WHAT TO WORK ON >>
Write out exactly, please, the lines from the one containing "unopened bud in the photo above." to the end of the material.
══════════
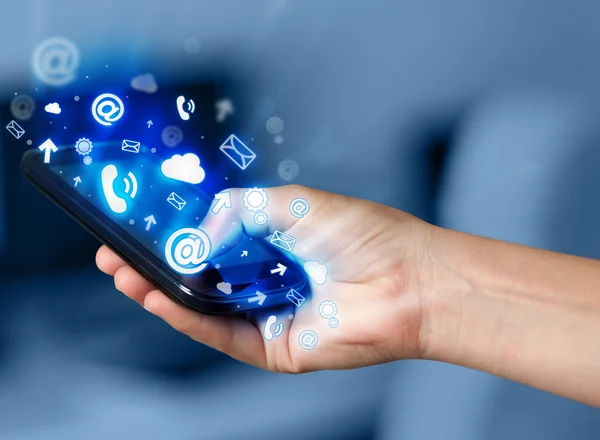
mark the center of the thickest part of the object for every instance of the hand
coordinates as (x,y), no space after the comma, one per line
(375,256)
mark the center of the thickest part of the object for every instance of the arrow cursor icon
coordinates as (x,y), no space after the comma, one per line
(259,298)
(280,269)
(150,221)
(48,148)
(222,200)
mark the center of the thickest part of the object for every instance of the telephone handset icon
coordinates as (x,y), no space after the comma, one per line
(184,108)
(116,203)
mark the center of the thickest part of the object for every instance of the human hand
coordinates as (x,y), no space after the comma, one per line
(376,257)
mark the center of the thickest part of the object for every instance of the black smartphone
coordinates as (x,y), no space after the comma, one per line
(144,195)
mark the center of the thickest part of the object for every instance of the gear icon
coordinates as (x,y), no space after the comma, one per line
(84,146)
(260,218)
(328,309)
(255,199)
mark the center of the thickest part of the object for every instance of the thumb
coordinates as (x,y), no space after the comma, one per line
(260,213)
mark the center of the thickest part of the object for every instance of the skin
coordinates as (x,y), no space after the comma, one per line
(405,289)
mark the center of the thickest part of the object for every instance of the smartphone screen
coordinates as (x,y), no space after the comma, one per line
(136,194)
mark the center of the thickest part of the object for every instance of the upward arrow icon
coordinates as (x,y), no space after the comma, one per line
(48,148)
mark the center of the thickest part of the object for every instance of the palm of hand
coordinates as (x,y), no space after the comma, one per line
(371,252)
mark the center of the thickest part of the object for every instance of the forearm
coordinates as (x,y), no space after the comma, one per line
(524,314)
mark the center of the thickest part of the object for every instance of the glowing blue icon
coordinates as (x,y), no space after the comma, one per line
(117,204)
(184,168)
(185,107)
(22,107)
(224,108)
(273,328)
(172,136)
(316,271)
(48,148)
(288,170)
(308,339)
(15,129)
(84,146)
(255,199)
(283,241)
(222,200)
(299,207)
(150,221)
(144,83)
(238,152)
(55,61)
(328,310)
(280,269)
(260,218)
(131,146)
(107,108)
(53,108)
(187,249)
(259,298)
(176,201)
(295,298)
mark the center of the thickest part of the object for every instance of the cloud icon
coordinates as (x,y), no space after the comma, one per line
(316,271)
(225,288)
(144,83)
(53,108)
(185,168)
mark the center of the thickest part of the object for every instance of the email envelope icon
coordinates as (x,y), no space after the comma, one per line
(238,152)
(295,297)
(283,240)
(176,201)
(15,129)
(130,146)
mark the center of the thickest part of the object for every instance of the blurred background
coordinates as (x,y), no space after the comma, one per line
(474,115)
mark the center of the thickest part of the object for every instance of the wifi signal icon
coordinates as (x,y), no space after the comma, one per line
(185,107)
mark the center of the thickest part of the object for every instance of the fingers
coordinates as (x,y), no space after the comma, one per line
(272,205)
(108,262)
(132,284)
(233,336)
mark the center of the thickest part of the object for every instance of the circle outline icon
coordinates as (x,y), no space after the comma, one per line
(100,102)
(206,248)
(303,203)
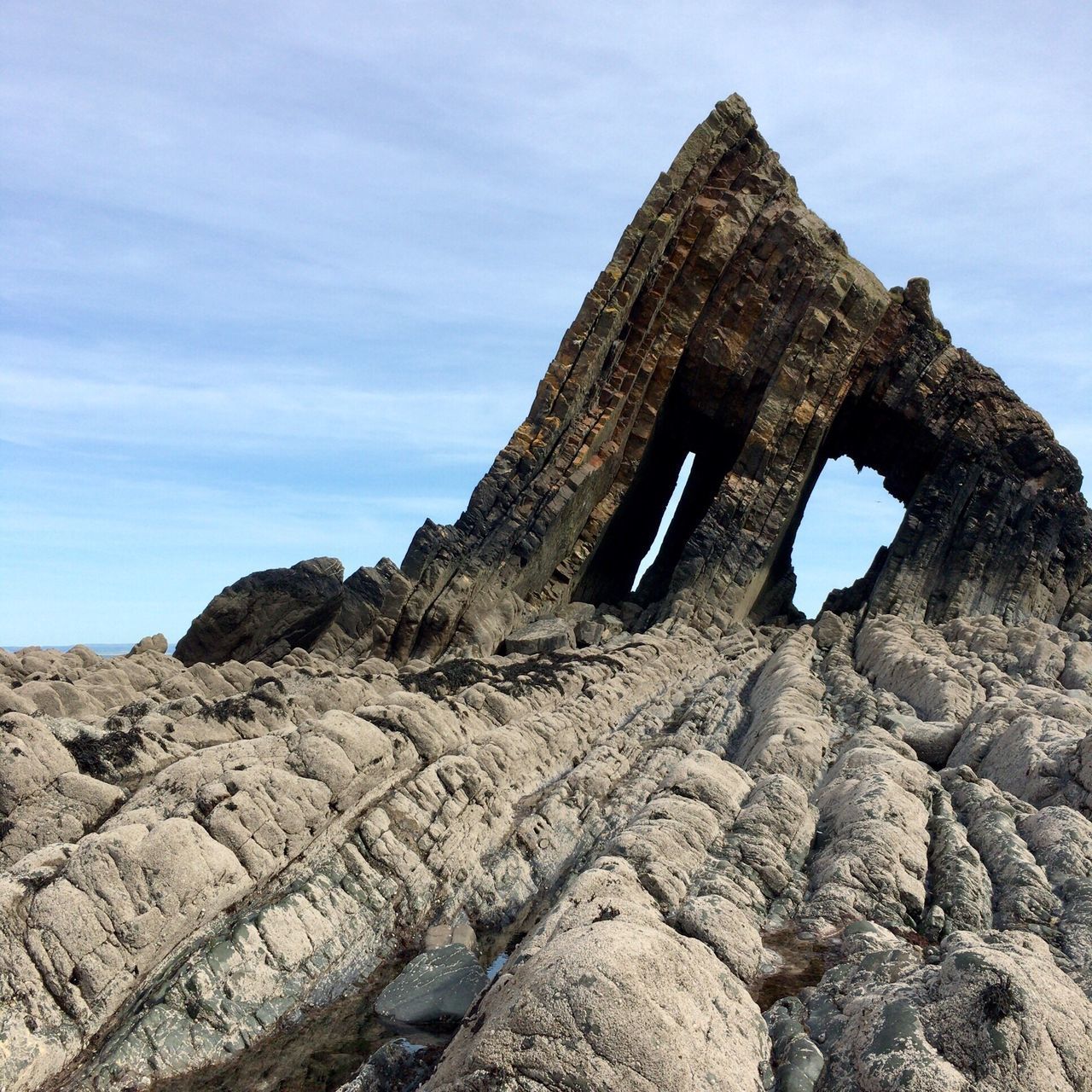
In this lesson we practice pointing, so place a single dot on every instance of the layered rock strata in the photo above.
(694, 828)
(730, 323)
(694, 849)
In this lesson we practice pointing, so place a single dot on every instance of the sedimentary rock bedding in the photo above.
(498, 819)
(689, 828)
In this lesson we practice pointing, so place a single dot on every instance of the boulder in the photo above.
(266, 615)
(436, 989)
(547, 635)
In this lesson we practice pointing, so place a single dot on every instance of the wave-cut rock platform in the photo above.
(659, 834)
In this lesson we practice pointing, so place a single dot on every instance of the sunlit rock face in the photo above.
(730, 322)
(691, 841)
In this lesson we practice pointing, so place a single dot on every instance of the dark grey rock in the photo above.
(396, 1067)
(547, 635)
(266, 614)
(437, 987)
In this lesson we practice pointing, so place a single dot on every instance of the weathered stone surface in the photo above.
(732, 323)
(547, 635)
(655, 814)
(266, 615)
(437, 987)
(685, 810)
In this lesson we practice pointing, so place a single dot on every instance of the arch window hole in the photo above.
(665, 521)
(847, 518)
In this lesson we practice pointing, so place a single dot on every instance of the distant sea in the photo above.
(102, 650)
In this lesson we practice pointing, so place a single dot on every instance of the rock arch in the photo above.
(732, 322)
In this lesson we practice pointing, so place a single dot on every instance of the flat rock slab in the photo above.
(547, 635)
(437, 987)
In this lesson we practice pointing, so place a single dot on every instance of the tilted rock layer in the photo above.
(732, 323)
(702, 845)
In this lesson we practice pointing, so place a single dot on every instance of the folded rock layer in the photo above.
(671, 838)
(732, 323)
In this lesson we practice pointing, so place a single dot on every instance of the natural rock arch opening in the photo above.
(850, 520)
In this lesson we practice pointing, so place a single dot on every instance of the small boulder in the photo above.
(589, 632)
(437, 987)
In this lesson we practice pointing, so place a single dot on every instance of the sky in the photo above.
(279, 280)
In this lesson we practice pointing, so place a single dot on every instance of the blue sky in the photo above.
(280, 279)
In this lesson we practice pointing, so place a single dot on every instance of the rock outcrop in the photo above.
(730, 322)
(656, 841)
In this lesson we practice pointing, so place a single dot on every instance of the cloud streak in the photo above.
(299, 268)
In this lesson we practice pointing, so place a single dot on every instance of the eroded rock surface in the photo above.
(697, 842)
(733, 324)
(675, 815)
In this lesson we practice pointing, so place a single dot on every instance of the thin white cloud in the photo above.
(328, 249)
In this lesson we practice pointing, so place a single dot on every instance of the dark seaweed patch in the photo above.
(102, 756)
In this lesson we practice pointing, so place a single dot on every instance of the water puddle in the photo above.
(324, 1048)
(791, 962)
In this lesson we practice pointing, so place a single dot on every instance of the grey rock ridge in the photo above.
(670, 838)
(730, 322)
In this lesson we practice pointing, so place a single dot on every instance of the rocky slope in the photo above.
(667, 838)
(730, 322)
(874, 830)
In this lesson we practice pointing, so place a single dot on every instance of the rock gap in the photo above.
(849, 518)
(666, 521)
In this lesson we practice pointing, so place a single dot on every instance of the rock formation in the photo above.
(678, 838)
(733, 323)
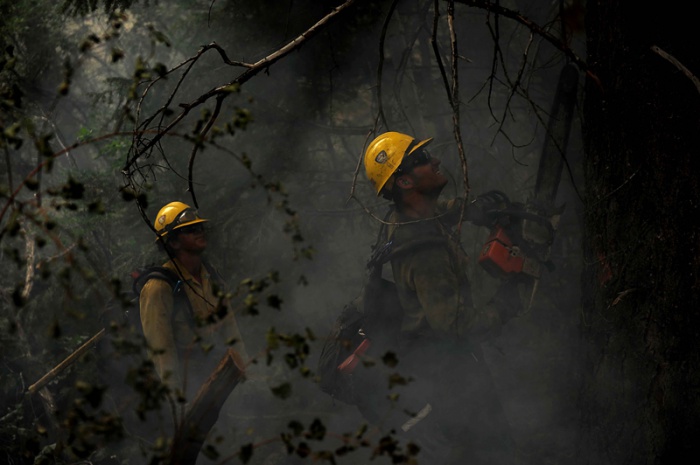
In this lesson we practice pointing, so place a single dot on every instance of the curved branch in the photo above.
(200, 139)
(380, 68)
(535, 28)
(226, 89)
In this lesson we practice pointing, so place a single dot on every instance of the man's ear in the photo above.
(404, 182)
(174, 242)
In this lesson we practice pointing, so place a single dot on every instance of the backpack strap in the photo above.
(176, 284)
(386, 248)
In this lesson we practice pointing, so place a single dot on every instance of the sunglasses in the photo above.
(417, 158)
(187, 216)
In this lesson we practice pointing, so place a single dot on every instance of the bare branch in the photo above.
(226, 89)
(380, 68)
(535, 28)
(671, 59)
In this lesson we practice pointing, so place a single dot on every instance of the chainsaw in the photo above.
(521, 234)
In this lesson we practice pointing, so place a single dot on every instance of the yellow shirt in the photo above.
(186, 347)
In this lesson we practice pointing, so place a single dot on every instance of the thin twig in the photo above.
(380, 67)
(197, 143)
(455, 113)
(671, 59)
(226, 89)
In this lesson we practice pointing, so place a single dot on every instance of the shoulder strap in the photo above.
(155, 272)
(385, 248)
(173, 280)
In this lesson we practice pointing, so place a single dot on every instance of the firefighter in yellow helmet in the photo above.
(441, 328)
(181, 330)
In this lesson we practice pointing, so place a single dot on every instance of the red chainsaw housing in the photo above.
(498, 256)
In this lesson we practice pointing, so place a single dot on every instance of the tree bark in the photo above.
(641, 377)
(204, 410)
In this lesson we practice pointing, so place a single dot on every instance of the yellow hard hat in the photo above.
(175, 215)
(385, 154)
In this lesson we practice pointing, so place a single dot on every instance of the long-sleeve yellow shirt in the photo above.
(185, 345)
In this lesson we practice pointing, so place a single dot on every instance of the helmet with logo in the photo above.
(173, 216)
(385, 154)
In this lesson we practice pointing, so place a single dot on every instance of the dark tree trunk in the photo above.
(641, 319)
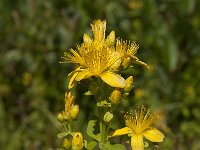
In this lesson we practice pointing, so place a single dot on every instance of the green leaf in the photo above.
(91, 145)
(109, 146)
(90, 130)
(62, 134)
(103, 104)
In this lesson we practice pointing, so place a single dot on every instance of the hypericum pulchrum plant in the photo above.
(100, 60)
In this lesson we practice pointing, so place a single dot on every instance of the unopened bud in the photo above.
(108, 117)
(115, 97)
(74, 112)
(66, 144)
(77, 141)
(129, 84)
(126, 62)
(60, 117)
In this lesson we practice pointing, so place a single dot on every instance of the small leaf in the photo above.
(90, 130)
(91, 145)
(62, 134)
(88, 93)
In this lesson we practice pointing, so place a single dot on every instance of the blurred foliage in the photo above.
(35, 33)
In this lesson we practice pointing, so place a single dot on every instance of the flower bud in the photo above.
(115, 97)
(74, 111)
(66, 143)
(77, 141)
(126, 63)
(108, 117)
(129, 84)
(60, 117)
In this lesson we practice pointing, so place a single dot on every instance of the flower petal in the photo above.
(122, 131)
(137, 142)
(86, 39)
(154, 135)
(71, 81)
(113, 79)
(83, 75)
(137, 61)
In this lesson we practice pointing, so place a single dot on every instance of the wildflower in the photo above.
(71, 110)
(77, 141)
(66, 143)
(129, 84)
(128, 50)
(95, 57)
(115, 97)
(139, 126)
(101, 57)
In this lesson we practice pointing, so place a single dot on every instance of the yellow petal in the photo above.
(115, 60)
(110, 40)
(113, 79)
(137, 142)
(76, 70)
(77, 57)
(83, 75)
(121, 131)
(154, 135)
(137, 61)
(71, 81)
(87, 39)
(98, 29)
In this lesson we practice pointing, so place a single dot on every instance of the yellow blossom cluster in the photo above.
(102, 57)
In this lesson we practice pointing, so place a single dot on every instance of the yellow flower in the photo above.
(100, 57)
(71, 110)
(95, 57)
(77, 141)
(139, 126)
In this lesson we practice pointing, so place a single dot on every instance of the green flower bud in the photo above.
(74, 112)
(129, 84)
(66, 144)
(126, 63)
(60, 117)
(77, 141)
(108, 117)
(115, 97)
══════════
RESULT OF THE EXERCISE >>
In this lesson we practice pointing, so place a single dot on every instance of the unopened bud in the photo above.
(108, 117)
(115, 97)
(74, 112)
(66, 144)
(77, 141)
(129, 84)
(126, 62)
(60, 117)
In this lesson we practice pointing, so place a single dot on every instance of the small leaf in the photo above.
(90, 130)
(91, 145)
(62, 134)
(88, 93)
In this lesson we practice pointing, so place a single dot on every instance of the blurred foliage in the photo above.
(35, 33)
In this lesson we practice pointing, so place a single dot on every instance of the flower bud in the photo above.
(115, 97)
(74, 111)
(66, 143)
(77, 141)
(126, 63)
(108, 117)
(129, 84)
(60, 117)
In this lesson we practice pointing, so place a single dot on every instance of the flower petal in the photo above.
(122, 131)
(137, 142)
(86, 39)
(154, 135)
(71, 81)
(113, 79)
(83, 75)
(137, 61)
In this lesson we practice pointing, so place a single dot on every instance of the wildflower in the photo above.
(71, 110)
(77, 141)
(66, 143)
(129, 84)
(128, 50)
(95, 57)
(115, 97)
(139, 126)
(101, 57)
In this lesson we practice pointing, so place a single dot on every instance of the yellow petal in the photo above.
(115, 60)
(110, 40)
(113, 79)
(137, 142)
(76, 70)
(77, 57)
(83, 75)
(121, 131)
(154, 135)
(137, 61)
(71, 81)
(87, 39)
(98, 29)
In this lesson we practice pointing, so place a single dot on every instance of the yellow blossom cluster in the photo above.
(102, 57)
In this lesson we practice pointing, so place a single dot on every instance of the yellow flower in the photo above.
(100, 57)
(71, 110)
(95, 57)
(77, 141)
(139, 126)
In this lesson we practice pointing, so place a single dot on every instance of the green flower bud in the photo above.
(74, 112)
(129, 84)
(66, 144)
(126, 63)
(60, 117)
(77, 141)
(108, 117)
(115, 97)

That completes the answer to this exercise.